UNITED STATES DISTRICT COURT SOUTHERN DISTRICT OF OHIO EASTERN DIVISION
Mar 10, 2021
Case No. 2:20-cv-522 (S.D. Ohio Mar. 10, 2021)

Opinion

Case No. 2:20-cv-522

03-10-2021

TARA S. HOPPER, Plaintiff, v. CREDIT ASSOCIATES, LLC, et. al., Defendants.


JUDGE EDMUND A. SARGUS, JR.
Magistrate Judge Chelsey M. Vascura OPINION AND ORDER

Defendant Trans Union LLC ("Trans Union") moves to dismiss Counts Four and Five of Plaintiff Tara S. Hopper's ("Hopper") Second Amended Complaint for failure to state a claim upon which relief can be granted. (Mot. to Dismiss, ECF No. 39.) For the reasons stated below, Trans Union's Motion to Dismiss (ECF No. 39.) is DENIED.

I.

Statement of Facts

In late January of 2019, Tara Hopper received a letter in the mail. (Second Am. Compl. at ¶ 29, ECF No. 33.) "PRE-APPROVED" read the letter. (Id. at PageID# 198.) "Records indicate you may have excessive credit card debt. Due to an important ruling to protect consumers in credit card debt, you are pre-approved for a debt relief program that can save you thousands of dollars with no upfront cost to you." (Id.) The letter listed Hopper's estimated credit card debt, a projected settlement amount, and the estimated program payment. (Id.) All she had to do was respond by February 25, 2019, to take advantage of her pre-approved status. (Id.)

The letter informed Hopper: "Your pre-approval provides a no-risk guarantee." (Id.) It elaborated, "pre-approval guarantees the extra deferral of fees that would have otherwise been due after each account is successfully resolved." (Id. (emphasis added).) Further down, there was a notice. (Id.) The notice informed Hopper that "[t]his 'pre-screened' offer of credit" was based on information in her credit report. (Id.)

The letter was from Credit Associates, LLC ("Credit Associates"). (Id.) It included a reference number, as well as a toll-free number that Hopper could call to speak with a "Certified Debt Consultant." (Id.) Around January 23, 2019, Hopper called the number. (Id. at ¶ 40.) She spoke with "Jimmy," a Credit Associates representative. (Id. at ¶ 41.) Jimmy explained the debt settlement program, but never mentioned any deferral of fees, or an extra deferral. (Id. at ¶¶ 41, 43.)

→ **EXERCISE OBJECTIVE**: Reproduce everything in the court opinion from "UNITED STATES DISTRICT" down to "A. SARGUS, JR.". Rely only on the court opinion for this work.

→ **DATASET CONTENT**:
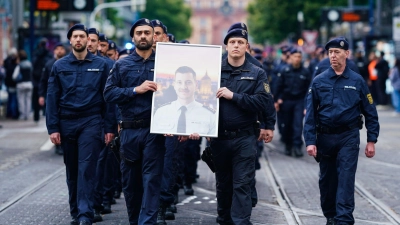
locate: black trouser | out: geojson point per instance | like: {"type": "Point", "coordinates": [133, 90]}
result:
{"type": "Point", "coordinates": [235, 170]}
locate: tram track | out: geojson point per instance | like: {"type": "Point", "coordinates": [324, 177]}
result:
{"type": "Point", "coordinates": [31, 189]}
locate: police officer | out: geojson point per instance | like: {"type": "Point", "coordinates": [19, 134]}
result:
{"type": "Point", "coordinates": [103, 44]}
{"type": "Point", "coordinates": [131, 86]}
{"type": "Point", "coordinates": [112, 51]}
{"type": "Point", "coordinates": [291, 89]}
{"type": "Point", "coordinates": [242, 95]}
{"type": "Point", "coordinates": [160, 31]}
{"type": "Point", "coordinates": [75, 106]}
{"type": "Point", "coordinates": [59, 52]}
{"type": "Point", "coordinates": [335, 101]}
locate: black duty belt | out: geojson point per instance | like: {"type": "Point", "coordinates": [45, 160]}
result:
{"type": "Point", "coordinates": [78, 116]}
{"type": "Point", "coordinates": [231, 134]}
{"type": "Point", "coordinates": [336, 130]}
{"type": "Point", "coordinates": [135, 124]}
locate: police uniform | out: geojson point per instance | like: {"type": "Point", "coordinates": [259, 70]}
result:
{"type": "Point", "coordinates": [142, 153]}
{"type": "Point", "coordinates": [291, 87]}
{"type": "Point", "coordinates": [199, 119]}
{"type": "Point", "coordinates": [334, 105]}
{"type": "Point", "coordinates": [75, 109]}
{"type": "Point", "coordinates": [233, 151]}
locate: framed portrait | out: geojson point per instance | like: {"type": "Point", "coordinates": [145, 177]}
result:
{"type": "Point", "coordinates": [188, 77]}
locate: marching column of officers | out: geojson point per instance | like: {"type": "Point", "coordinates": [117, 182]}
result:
{"type": "Point", "coordinates": [98, 109]}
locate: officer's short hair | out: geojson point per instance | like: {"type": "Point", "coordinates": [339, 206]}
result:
{"type": "Point", "coordinates": [186, 69]}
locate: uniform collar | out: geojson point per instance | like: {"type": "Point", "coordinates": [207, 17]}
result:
{"type": "Point", "coordinates": [344, 74]}
{"type": "Point", "coordinates": [136, 57]}
{"type": "Point", "coordinates": [89, 57]}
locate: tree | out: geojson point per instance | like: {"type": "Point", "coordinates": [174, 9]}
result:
{"type": "Point", "coordinates": [173, 13]}
{"type": "Point", "coordinates": [276, 20]}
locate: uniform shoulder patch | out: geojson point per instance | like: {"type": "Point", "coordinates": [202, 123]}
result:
{"type": "Point", "coordinates": [209, 109]}
{"type": "Point", "coordinates": [370, 100]}
{"type": "Point", "coordinates": [267, 88]}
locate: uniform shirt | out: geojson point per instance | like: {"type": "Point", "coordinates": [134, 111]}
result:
{"type": "Point", "coordinates": [126, 74]}
{"type": "Point", "coordinates": [335, 101]}
{"type": "Point", "coordinates": [199, 119]}
{"type": "Point", "coordinates": [251, 95]}
{"type": "Point", "coordinates": [292, 83]}
{"type": "Point", "coordinates": [74, 87]}
{"type": "Point", "coordinates": [45, 77]}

→ **TASK ANSWER**:
UNITED STATES DISTRICT COURT SOUTHERN DISTRICT OF OHIO EASTERN DIVISION
Mar 10, 2021
Case No. 2:20-cv-522 (S.D. Ohio Mar. 10, 2021)

Opinion

Case No. 2:20-cv-522

03-10-2021

TARA S. HOPPER, Plaintiff, v. CREDIT ASSOCIATES, LLC, et. al., Defendants.


JUDGE EDMUND A. SARGUS, JR.